What is asked: Reproduce the material below word for word, keeping every line unchanged.

>> begin

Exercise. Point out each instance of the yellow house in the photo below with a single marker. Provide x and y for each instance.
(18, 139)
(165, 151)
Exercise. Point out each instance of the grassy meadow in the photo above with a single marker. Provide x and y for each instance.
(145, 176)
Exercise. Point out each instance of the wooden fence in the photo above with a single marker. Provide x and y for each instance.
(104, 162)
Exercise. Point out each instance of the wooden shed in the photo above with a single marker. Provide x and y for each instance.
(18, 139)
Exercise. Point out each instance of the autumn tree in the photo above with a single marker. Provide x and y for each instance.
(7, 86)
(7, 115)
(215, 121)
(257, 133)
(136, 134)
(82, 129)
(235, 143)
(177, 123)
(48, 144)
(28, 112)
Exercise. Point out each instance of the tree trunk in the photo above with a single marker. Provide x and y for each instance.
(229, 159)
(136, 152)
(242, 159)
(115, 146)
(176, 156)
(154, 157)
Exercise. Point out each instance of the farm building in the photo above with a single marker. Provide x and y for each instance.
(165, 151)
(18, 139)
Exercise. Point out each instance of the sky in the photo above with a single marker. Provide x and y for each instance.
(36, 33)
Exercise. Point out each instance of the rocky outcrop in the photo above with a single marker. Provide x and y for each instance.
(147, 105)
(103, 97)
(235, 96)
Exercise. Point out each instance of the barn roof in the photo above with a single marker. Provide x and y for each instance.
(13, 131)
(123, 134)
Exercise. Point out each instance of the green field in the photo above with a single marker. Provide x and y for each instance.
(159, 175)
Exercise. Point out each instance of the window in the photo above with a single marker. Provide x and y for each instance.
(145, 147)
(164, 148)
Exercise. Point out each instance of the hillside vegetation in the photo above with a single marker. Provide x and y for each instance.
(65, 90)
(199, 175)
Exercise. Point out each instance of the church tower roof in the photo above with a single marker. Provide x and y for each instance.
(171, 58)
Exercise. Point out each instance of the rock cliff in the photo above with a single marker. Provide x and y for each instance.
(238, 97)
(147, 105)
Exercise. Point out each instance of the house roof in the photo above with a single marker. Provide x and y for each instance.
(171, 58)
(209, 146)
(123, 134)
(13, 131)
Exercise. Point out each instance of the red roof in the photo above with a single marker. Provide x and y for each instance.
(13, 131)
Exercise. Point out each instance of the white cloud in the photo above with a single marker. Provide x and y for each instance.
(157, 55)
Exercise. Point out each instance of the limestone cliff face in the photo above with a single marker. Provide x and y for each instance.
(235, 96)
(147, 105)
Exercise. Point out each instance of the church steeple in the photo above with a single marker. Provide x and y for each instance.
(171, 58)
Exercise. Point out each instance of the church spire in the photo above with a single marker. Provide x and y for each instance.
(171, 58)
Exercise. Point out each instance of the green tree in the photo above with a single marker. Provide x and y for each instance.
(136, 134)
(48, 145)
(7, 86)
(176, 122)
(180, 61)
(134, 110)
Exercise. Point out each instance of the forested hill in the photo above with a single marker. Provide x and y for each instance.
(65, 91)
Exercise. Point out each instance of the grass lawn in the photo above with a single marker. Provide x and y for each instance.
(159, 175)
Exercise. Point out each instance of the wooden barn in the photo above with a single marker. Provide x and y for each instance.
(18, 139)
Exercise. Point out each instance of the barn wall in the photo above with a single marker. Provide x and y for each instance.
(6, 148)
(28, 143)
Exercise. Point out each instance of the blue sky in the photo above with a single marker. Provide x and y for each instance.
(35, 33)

>> end

Answer to this problem:
Exercise. Point out each instance of the yellow house in the photo below with a single marker. Provide x and y for each instance.
(18, 139)
(165, 151)
Exercise. Point out each instance of the grassy meadow in the photo above with a single marker. Provide x and y for each instance.
(145, 176)
Exercise. Point out each instance of the wooden fence in the photo above with a single marker. Provide x and y for each instance.
(104, 162)
Exercise. Point out each instance of the wooden shed in the photo above with a single marker. Provide x and y for each instance.
(18, 139)
Exercise. Point out each instance of the autumn tree in the photo above with a single marker. Provide x and y for each instance.
(7, 86)
(7, 115)
(215, 121)
(257, 133)
(136, 134)
(82, 129)
(235, 143)
(177, 123)
(48, 144)
(28, 112)
Exercise. Point out each instance of the tree trunk in the photo above with a single marker. Provide x and y for each instance.
(229, 159)
(136, 152)
(242, 159)
(115, 146)
(176, 156)
(154, 157)
Exercise. Point out each instance of the farm building in the photo above with a single marker. Provide x and y for each instance.
(165, 151)
(18, 139)
Exercise. Point out each instance of the sky in the photo above with a single marker. Provide x and y for each instance.
(36, 33)
Exercise. Point out each instance of the rocky outcrop in the photo above with a single marker. Provide x and y for each instance.
(147, 105)
(103, 97)
(235, 96)
Exercise. Point out each instance of the barn roof in the photo above with a single marker. Provide x and y for each instance.
(13, 131)
(123, 134)
Exercise. Point out each instance of the green field in the photo above with a single marker. Provide x and y for each instance.
(159, 175)
Exercise. Point out each instance of the window in the photo above with a single marker. Provide x and y for each instance.
(145, 147)
(164, 148)
Exercise. Point out each instance of the hillside vegetation in the photo above with a single marker. Provide x and y for each instance.
(65, 90)
(199, 175)
Exercise. Point out each instance of the church tower roof in the photo above with a single marker. Provide x and y for each instance.
(171, 58)
Exercise. Point out each instance of the rock cliff in the photo above with a single marker. Provide x and y for each instance.
(238, 97)
(147, 105)
Exercise. Point out each instance of the house roof in the photo above with a single marker. Provide x and y for each instance.
(171, 58)
(209, 146)
(123, 134)
(13, 131)
Exercise. Point out each instance of the red roof in the photo above with a single marker. Provide x and y for each instance.
(13, 131)
Exercise. Point out each instance of the white cloud in the photo above with a single marker. Provide x and y for each instance.
(157, 55)
Exercise. Point out each instance of the limestone cliff face in the photo above with a single marker. Provide x and y for each instance.
(235, 96)
(147, 105)
Exercise. Point out each instance of the church steeple in the photo above with a single marker. Provide x and y for each instance.
(171, 58)
Exercise. Point out each instance of the church spire in the photo above with a single marker. Provide x and y for each instance.
(171, 58)
Exercise. Point out each instance of the green tree in the photo above with a single marker. Provide x and y for each instance.
(136, 134)
(48, 145)
(7, 86)
(176, 122)
(180, 61)
(134, 110)
Exercise. Point out each instance of the forested hill in the photo above with a single marker. Provide x and y for each instance.
(65, 91)
Exercise. Point out each instance of the grass lawn in the photo above with a single marker. Provide x and y for each instance.
(159, 175)
Exercise. Point out each instance of the wooden barn in the photo above with a single marker. Provide x and y for each instance.
(18, 139)
Exercise. Point out each instance of the barn wall in the photo above with a single marker. Provide x and y for each instance.
(6, 148)
(28, 143)
Exercise. Point out each instance of the blue sky in the photo above with a single marker. Provide x and y for each instance.
(35, 33)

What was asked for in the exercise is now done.